** start of ITEMS **

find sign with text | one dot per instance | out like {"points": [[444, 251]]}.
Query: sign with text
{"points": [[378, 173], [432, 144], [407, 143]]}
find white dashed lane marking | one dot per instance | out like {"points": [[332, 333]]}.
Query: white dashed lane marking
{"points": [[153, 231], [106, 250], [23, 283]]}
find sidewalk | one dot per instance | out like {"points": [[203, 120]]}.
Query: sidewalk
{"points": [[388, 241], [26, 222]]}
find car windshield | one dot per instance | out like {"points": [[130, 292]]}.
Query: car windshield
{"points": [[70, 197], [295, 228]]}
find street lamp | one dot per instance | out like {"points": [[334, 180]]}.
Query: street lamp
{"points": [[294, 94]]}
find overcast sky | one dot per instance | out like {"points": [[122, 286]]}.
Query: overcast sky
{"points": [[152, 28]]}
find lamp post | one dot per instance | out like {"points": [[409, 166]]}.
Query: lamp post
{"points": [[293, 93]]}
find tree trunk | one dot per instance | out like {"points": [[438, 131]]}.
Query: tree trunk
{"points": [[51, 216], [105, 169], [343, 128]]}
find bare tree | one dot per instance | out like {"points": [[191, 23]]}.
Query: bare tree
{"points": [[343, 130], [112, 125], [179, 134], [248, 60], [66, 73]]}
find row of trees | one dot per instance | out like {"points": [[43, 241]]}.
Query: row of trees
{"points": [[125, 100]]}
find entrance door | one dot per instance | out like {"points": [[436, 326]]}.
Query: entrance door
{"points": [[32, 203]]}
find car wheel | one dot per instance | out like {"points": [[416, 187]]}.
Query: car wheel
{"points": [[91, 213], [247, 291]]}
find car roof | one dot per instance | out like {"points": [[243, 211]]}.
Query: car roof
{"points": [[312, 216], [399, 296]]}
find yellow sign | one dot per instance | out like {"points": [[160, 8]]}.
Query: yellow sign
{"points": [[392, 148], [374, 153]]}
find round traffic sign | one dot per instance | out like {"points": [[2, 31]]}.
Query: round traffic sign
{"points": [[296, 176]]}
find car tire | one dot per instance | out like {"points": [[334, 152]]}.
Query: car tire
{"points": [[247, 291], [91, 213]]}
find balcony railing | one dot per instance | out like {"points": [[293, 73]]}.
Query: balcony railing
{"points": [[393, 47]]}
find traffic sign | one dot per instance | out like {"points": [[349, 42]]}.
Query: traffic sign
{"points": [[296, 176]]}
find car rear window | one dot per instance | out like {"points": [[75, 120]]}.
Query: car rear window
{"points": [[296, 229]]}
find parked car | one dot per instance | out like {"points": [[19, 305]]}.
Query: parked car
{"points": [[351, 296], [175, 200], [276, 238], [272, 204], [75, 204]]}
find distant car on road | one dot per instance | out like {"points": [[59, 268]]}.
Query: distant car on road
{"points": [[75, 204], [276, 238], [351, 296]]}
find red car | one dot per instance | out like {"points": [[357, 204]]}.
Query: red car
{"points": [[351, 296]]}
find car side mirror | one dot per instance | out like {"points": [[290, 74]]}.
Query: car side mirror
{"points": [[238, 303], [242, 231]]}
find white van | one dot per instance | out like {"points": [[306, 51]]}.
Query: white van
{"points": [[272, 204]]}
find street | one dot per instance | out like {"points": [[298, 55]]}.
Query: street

** end of ITEMS **

Return all of the material above word for word, leaving every line unchanged.

* **FINISHED TASK**:
find sign with text | one dot per instance | out like {"points": [[444, 251]]}.
Query: sign with text
{"points": [[378, 173], [432, 144], [407, 143]]}
find white dashed lane marking | one dot per instance | out like {"points": [[332, 333]]}.
Query: white dashed lane marking
{"points": [[153, 231], [106, 250], [23, 283]]}
find sidewalk | one dot per instance | out like {"points": [[203, 120]]}.
Query: sidewalk
{"points": [[388, 241], [26, 222]]}
find car windshield | one dot per instance | out like {"points": [[130, 292]]}.
Query: car windshield
{"points": [[70, 197], [295, 228]]}
find street lamp | one dot per instance | out like {"points": [[334, 180]]}.
Query: street lamp
{"points": [[294, 94]]}
find overcast sky | one dot per instance | out like {"points": [[122, 286]]}.
Query: overcast sky
{"points": [[152, 28]]}
find lamp post | one dot per instance | out like {"points": [[409, 166]]}.
Query: lamp post
{"points": [[293, 93]]}
find tree trunk | one dot per instance | out like {"points": [[438, 131]]}.
Query: tree trunk
{"points": [[51, 216], [105, 169], [343, 128]]}
find bare tree | one dot per instance | out like {"points": [[191, 23]]}.
Query: bare tree
{"points": [[343, 130], [112, 125], [179, 134], [248, 60], [66, 73]]}
find row of trees | one dot per instance | out like {"points": [[43, 241]]}.
Query: row of trees
{"points": [[125, 100]]}
find entrance door | one dot per instance | out like {"points": [[436, 326]]}.
Query: entrance door
{"points": [[32, 203]]}
find car wheel | one dot per instance | out like {"points": [[416, 187]]}.
Query: car wheel
{"points": [[91, 213], [247, 291]]}
find car roof | one dot per instance | out like {"points": [[243, 211]]}.
Query: car roof
{"points": [[312, 216], [399, 296]]}
find yellow sign | one dot per instance | out like {"points": [[160, 8]]}.
Query: yellow sign
{"points": [[392, 148], [374, 153]]}
find round traffic sign | one dot per instance | out like {"points": [[2, 31]]}.
Query: round traffic sign
{"points": [[296, 176]]}
find car tire | one dot per instance | out like {"points": [[334, 152]]}.
Query: car tire
{"points": [[247, 291], [91, 213]]}
find balcony railing | one dot per instance | out like {"points": [[293, 73]]}.
Query: balcony railing
{"points": [[393, 47]]}
find traffic sign | one dot per instance | out like {"points": [[349, 42]]}.
Query: traffic sign
{"points": [[296, 176]]}
find car rear window | one dot per instance | out like {"points": [[75, 120]]}.
Query: car rear window
{"points": [[296, 229]]}
find parked car | one dot per instance | out like {"points": [[19, 305]]}.
Query: parked car
{"points": [[351, 296], [175, 200], [276, 238], [272, 204], [75, 204]]}
find distant car on road | one dot per instance | out like {"points": [[59, 268]]}.
Query: distant car on road
{"points": [[75, 204], [276, 238], [351, 296]]}
find red car | one dot per instance | out like {"points": [[357, 204]]}.
Query: red car
{"points": [[351, 296]]}
find car side mirror | one dot per instance | out like {"points": [[290, 74]]}.
Query: car side mirror
{"points": [[238, 303], [242, 231]]}
find white van | one dot per instance | out like {"points": [[306, 51]]}.
Query: white van
{"points": [[272, 204]]}
find street | one dot per instance | out like {"points": [[298, 55]]}.
Query: street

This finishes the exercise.